WHAT TO WORK ON:
Copy out the listing that follows, exact in every word, and skip the images.

MATERIAL SUPPLIED:
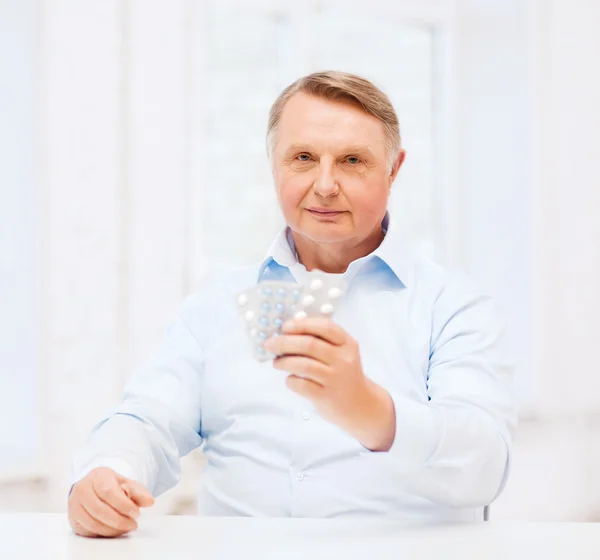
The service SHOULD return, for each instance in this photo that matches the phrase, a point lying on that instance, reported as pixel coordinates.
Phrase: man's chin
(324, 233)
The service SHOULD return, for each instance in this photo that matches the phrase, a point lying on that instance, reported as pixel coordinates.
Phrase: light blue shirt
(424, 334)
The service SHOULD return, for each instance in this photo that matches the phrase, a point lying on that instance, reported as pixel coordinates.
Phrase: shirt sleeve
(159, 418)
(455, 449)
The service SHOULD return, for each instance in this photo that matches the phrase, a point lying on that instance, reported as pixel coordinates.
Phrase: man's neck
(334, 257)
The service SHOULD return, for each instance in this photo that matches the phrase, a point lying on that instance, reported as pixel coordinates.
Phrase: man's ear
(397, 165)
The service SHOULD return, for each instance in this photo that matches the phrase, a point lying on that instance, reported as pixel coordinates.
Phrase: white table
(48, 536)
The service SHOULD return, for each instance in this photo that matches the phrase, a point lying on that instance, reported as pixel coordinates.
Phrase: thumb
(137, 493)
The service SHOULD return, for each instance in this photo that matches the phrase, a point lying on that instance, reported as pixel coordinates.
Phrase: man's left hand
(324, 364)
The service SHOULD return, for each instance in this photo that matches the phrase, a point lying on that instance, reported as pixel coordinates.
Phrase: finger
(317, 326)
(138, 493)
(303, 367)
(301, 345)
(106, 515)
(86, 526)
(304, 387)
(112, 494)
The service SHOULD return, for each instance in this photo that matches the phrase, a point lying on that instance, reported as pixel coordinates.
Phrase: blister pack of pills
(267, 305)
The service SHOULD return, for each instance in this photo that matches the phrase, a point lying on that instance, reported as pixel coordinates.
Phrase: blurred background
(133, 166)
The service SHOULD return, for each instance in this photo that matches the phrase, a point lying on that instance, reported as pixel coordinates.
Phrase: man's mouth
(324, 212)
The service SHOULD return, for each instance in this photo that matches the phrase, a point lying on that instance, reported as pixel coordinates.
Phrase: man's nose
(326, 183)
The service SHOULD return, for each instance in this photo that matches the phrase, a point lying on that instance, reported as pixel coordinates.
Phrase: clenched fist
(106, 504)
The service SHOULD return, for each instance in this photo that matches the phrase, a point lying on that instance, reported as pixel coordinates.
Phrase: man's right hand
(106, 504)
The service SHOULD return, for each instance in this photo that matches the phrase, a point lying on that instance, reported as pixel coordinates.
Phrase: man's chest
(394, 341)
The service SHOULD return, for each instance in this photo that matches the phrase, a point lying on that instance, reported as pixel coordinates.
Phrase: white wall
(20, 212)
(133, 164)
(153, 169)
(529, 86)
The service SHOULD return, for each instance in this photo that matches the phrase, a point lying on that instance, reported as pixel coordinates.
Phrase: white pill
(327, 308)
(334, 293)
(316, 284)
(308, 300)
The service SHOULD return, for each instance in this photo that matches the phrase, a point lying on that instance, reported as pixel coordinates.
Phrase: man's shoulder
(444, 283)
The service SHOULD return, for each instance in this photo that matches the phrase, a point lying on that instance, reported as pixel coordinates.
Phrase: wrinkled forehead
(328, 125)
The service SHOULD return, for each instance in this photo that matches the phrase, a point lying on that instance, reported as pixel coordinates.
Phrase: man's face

TASK ANSWER:
The service SHOULD return, for each instance in this photo that matches the phrase, a point lying on that instance, reported as pixel coordinates.
Phrase: man's chin
(324, 233)
The service SHOULD return, for each instance in this photo that matches the phrase, a point lying on that instance, reported as pixel coordinates.
Phrase: light blue shirt
(424, 334)
The service SHOULD return, for each instance in this photo that matches the phrase, a point lying on that instance, reported as pixel coordinates.
Phrase: shirt sleeve
(159, 418)
(455, 449)
The service SHOULD return, for each instance in this photo that matches the phrase, a point lying on that instance, reported as pixel coordinates.
Phrase: man's neck
(334, 257)
The service SHOULD return, for each instance in this photo that matches the phrase, a point lying on that instance, reported as pixel coordinates.
Phrase: man's ear
(397, 165)
The service SHOULD return, for each instance in this photo that matches the phrase, a point lying on that instance, reported as pixel coordinates.
Phrase: white table
(48, 536)
The service SHOULD return, for each instance in this photo that matches the phrase, a point lying on that instance, reported as pixel coordinates.
Phrase: thumb
(137, 493)
The service SHOULD return, for each instance in this photo that matches the phrase, a point lying on that instance, reported as pixel coordinates.
Phrase: man's left hand
(324, 364)
The service SHOULD return, for each instance in this photo that matches the phrase, a point lying on that instance, reported as pixel coordinates.
Phrase: finger
(317, 326)
(138, 493)
(303, 367)
(301, 345)
(106, 515)
(86, 526)
(304, 387)
(112, 494)
The service SHOULD return, for each instance in this photo that matches the phrase, a point lying on that instance, reported as pixel coordinates.
Phrase: blister pack of pills
(267, 305)
The service SHOULD return, for each instance in this photo that matches the phrase, a point lying on that instance, reported as pixel coordinates.
Phrase: blurred background
(133, 166)
The service SHOULD return, for each instance in this photo that matches the phrase, a point lying on that instance, reported as pixel coordinates.
Phrase: man's mouth
(324, 212)
The service SHOULD return, for each instance in this photo that matches the phrase, a point lying on that instance, reported as pixel coordinates.
Phrase: man's nose
(326, 183)
The service SHOULD return, for each instance in this photo that matches the phrase, a point lying on that instance, reported as pixel coordinates.
Phrase: clenched fist
(106, 504)
The service SHOULD return, for each instance in this photo that matches the phrase, a point lying on that instance, reported as pixel coordinates.
Phrase: man's right hand
(106, 504)
The service SHOULD return, for each instance in this photo that matches the phrase, a point lying on that instance, reported as pixel coordinates.
Phrase: man's chest
(394, 341)
The service SHOULD return, for each instance in this photo that matches the phrase, a point lying on that instance, reported as pixel coordinates.
Phrase: white wall
(20, 212)
(133, 164)
(153, 169)
(529, 86)
The service SHOULD return, for each instance in this photo that matches the phrase, a point lying on that instance, reported as pixel coordinates.
Phrase: white pill
(327, 308)
(334, 293)
(316, 284)
(308, 300)
The service SHOULD return, for each instance in this photo that matches the phrase, a point lying on that instance, reported as pixel coordinates.
Phrase: man's shoulder
(444, 283)
The service SHOULD return, for each instance in this photo that matches the phrase, a point lying on that instance, reported as pixel coordinates.
Phrase: wrinkled forehead
(328, 125)
The service SHOULD return, for each instance in this photo that matches the phrase, a point lying on that instance, reported as pixel coordinates.
Phrase: man's face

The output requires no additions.